Problem to solve:
Print the lines below verbatim, from the first line through the line that contains "column 166, row 243", with both of those lines included.

Data entries:
- - -

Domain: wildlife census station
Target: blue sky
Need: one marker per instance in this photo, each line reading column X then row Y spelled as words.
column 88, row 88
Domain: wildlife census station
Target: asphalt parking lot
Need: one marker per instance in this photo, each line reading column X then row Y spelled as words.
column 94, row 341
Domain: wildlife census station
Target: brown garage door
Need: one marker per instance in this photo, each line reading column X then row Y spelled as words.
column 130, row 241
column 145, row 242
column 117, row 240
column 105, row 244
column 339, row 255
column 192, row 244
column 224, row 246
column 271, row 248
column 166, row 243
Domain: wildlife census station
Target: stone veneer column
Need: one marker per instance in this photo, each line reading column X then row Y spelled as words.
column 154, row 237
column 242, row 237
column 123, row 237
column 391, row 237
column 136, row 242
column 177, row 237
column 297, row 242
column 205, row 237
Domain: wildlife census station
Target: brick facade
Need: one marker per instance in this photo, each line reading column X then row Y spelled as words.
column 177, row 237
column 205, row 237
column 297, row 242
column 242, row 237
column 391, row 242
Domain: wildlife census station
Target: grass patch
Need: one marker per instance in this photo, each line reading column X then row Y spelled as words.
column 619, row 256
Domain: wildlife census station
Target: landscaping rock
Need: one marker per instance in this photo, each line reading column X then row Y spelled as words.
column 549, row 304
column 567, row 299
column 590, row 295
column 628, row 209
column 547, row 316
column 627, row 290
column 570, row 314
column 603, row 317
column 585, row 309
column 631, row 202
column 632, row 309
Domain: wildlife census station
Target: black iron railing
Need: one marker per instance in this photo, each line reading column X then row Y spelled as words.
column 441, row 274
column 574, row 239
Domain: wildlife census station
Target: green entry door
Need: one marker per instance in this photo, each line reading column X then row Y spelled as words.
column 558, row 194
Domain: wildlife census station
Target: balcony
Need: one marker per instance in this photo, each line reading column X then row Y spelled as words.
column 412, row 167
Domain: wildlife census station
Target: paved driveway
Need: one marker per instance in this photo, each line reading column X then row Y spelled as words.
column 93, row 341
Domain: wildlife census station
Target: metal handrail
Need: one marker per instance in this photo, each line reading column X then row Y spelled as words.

- - -

Exercise output:
Domain: wildlife census station
Target: blue sky
Need: one marker per instance in this photo, each line reading column X then row Y spelled as words.
column 88, row 88
Domain: wildlife census station
Target: asphalt parking lot
Need: one marker per instance in this photo, each line reading column X then row Y spelled as words.
column 94, row 341
Domain: wildlife census station
Target: brown garage door
Need: one marker per instance in this photo, each line reading column X then row Y spelled as words.
column 130, row 241
column 145, row 242
column 117, row 240
column 105, row 244
column 339, row 255
column 192, row 244
column 224, row 246
column 271, row 248
column 166, row 243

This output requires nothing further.